▸ **GOAL OF THE EXERCISE**
Print exactly the lines from the one containing "of the hanging" through the last line of the listing, both included.

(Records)

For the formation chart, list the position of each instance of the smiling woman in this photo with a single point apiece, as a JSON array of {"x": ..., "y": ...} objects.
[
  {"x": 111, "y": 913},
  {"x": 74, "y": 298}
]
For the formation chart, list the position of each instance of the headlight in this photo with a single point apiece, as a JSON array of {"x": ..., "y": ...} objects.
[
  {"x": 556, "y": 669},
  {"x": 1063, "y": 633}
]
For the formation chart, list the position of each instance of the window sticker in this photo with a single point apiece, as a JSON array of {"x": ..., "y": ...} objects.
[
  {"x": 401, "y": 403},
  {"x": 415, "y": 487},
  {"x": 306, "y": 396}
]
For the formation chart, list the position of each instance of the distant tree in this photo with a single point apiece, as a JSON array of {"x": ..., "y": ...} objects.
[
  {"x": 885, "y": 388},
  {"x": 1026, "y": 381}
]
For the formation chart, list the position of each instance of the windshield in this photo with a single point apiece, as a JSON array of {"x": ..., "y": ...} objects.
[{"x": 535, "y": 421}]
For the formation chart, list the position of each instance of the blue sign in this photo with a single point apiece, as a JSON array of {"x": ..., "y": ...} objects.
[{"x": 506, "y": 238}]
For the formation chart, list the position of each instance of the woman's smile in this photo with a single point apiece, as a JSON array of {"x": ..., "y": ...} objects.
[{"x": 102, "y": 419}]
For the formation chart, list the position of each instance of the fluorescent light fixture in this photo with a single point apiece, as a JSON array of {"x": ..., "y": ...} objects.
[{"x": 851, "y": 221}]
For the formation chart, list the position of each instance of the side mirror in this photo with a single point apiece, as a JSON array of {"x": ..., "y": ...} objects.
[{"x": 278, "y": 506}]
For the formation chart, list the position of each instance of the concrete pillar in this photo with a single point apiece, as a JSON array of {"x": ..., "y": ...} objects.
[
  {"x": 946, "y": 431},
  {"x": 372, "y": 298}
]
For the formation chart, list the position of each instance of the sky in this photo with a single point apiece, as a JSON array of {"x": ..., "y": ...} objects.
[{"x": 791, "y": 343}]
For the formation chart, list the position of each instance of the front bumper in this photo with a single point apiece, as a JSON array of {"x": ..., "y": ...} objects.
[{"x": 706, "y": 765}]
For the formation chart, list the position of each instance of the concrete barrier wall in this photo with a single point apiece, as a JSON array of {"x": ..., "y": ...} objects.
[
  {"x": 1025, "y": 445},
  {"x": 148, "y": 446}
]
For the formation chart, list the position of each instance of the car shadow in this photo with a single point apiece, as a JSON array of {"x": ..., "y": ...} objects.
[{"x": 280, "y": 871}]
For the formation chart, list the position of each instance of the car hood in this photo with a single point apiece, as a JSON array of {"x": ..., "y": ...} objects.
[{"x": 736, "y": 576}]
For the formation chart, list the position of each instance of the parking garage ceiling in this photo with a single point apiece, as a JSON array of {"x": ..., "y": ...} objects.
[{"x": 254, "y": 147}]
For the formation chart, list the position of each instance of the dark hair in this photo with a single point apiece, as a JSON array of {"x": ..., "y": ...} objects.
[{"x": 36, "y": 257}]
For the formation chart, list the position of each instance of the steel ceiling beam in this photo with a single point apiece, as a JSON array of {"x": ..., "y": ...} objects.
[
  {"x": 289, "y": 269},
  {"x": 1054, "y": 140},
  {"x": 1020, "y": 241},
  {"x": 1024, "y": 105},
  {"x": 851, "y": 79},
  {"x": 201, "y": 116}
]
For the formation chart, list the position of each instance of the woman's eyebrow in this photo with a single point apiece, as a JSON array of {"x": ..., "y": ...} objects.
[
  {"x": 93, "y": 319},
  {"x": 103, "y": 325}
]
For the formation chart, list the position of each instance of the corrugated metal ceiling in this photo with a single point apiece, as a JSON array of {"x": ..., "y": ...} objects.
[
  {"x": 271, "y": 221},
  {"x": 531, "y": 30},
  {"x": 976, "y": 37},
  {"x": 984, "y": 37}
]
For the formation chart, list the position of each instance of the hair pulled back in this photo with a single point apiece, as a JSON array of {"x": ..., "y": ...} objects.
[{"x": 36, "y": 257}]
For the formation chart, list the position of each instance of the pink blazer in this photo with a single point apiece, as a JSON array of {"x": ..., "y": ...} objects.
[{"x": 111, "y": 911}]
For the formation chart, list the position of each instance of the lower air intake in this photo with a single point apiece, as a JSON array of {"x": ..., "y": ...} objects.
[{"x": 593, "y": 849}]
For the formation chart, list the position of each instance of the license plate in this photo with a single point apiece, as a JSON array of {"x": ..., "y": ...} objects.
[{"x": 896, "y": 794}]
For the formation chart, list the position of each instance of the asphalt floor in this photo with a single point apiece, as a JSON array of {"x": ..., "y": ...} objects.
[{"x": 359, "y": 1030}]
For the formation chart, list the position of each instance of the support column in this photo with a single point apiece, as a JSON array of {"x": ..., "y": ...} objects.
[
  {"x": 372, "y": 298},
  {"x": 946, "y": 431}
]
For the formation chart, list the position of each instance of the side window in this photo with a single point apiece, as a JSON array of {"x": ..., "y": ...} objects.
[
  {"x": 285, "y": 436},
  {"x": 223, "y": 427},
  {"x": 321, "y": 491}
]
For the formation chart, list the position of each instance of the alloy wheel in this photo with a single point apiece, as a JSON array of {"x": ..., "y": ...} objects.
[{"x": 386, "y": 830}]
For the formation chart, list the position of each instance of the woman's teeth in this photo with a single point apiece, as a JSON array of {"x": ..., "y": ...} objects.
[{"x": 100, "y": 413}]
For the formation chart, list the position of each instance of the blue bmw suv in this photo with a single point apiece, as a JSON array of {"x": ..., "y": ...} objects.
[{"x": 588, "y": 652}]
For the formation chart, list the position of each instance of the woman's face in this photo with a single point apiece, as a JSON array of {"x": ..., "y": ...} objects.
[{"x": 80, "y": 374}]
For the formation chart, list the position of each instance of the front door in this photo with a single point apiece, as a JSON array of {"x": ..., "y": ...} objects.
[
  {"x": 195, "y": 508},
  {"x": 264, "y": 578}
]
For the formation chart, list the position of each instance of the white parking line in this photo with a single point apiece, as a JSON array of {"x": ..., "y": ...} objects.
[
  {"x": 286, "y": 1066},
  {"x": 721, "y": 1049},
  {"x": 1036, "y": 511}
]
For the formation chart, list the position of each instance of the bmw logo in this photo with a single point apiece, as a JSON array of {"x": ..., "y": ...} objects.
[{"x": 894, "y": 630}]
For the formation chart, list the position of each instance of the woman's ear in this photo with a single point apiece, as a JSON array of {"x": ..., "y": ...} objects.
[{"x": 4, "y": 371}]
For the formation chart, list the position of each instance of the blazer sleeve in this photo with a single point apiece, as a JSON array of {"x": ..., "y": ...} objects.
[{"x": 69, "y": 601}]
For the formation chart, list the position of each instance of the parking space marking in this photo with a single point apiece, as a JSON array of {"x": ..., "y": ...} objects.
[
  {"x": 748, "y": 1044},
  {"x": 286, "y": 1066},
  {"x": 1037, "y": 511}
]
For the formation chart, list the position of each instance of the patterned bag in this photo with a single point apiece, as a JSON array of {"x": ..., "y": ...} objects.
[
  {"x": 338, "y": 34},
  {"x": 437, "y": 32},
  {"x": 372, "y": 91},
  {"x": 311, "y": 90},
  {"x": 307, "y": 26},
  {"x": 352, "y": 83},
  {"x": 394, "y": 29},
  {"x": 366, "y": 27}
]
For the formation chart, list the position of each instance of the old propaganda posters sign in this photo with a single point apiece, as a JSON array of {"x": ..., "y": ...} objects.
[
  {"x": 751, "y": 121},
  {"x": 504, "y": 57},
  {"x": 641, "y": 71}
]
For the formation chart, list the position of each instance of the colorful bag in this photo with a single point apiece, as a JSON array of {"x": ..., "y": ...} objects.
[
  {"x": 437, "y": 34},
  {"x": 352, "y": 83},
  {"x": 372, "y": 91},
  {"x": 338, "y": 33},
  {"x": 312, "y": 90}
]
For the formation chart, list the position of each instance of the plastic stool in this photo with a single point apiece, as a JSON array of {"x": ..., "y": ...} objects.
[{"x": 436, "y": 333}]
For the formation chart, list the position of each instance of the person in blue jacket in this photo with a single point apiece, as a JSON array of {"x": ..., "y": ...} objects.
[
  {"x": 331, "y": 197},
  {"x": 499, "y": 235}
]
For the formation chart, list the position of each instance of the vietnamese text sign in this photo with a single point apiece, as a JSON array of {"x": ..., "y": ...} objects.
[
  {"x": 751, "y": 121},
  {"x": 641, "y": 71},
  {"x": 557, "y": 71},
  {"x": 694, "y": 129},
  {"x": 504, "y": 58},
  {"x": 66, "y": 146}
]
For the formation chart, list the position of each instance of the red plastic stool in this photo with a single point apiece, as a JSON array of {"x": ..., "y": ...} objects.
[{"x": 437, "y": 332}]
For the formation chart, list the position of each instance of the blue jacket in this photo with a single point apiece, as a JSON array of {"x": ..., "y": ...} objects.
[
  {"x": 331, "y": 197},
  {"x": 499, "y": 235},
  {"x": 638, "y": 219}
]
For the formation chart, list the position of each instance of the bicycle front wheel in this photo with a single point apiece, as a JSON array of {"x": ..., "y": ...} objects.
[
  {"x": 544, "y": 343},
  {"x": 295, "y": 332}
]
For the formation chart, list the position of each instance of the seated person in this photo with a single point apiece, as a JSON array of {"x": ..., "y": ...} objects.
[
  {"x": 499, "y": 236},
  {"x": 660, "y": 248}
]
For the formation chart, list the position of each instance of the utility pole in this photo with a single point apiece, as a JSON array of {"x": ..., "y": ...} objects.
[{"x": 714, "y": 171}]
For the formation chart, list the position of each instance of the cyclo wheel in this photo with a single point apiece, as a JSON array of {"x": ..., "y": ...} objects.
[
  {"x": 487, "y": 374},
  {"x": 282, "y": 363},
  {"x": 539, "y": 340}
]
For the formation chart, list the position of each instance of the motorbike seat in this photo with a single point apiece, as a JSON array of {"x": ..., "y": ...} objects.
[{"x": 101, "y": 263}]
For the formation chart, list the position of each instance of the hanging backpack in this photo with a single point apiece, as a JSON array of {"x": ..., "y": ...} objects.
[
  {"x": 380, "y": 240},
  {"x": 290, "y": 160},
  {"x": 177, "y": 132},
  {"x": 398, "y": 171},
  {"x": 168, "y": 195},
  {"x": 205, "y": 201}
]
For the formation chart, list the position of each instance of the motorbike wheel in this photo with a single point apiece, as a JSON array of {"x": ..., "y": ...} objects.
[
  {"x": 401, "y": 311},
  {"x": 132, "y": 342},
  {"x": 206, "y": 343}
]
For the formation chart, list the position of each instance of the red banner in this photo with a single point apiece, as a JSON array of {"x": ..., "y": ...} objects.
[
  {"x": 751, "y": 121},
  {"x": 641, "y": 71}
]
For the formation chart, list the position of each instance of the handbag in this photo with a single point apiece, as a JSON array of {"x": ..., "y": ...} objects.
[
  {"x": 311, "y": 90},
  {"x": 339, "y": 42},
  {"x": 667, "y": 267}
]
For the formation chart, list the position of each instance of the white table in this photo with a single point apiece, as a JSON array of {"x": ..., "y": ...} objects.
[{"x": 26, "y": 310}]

▸ **FINAL RESULT**
For the formation chart, list the position of each instance of the hanging backpack in this photo with a single point apiece, as a JSON array of {"x": ..., "y": ...} objects.
[
  {"x": 380, "y": 240},
  {"x": 290, "y": 160},
  {"x": 177, "y": 132},
  {"x": 398, "y": 171},
  {"x": 168, "y": 195},
  {"x": 205, "y": 201}
]
For the formation chart, list the position of each instance of the motorbike wheel in this photo with a single point apiece, as a JSON array of {"x": ..., "y": ...} objects.
[
  {"x": 401, "y": 311},
  {"x": 132, "y": 342},
  {"x": 206, "y": 343}
]
For the formation chart, list the position of each instance of the red banner in this photo with a single point apiece, as a JSON array of {"x": ..., "y": ...} objects.
[
  {"x": 751, "y": 121},
  {"x": 641, "y": 71}
]
For the formation chart, list the position of each instance of the handbag in this photo with a single point apiece, as a JSON array of {"x": ..., "y": ...} objects.
[
  {"x": 311, "y": 90},
  {"x": 339, "y": 42},
  {"x": 667, "y": 267}
]
For the formation chart, list the position of each instance of the white table in this photo with a single point apiece, as a JSON array of {"x": ..., "y": ...} objects.
[{"x": 26, "y": 310}]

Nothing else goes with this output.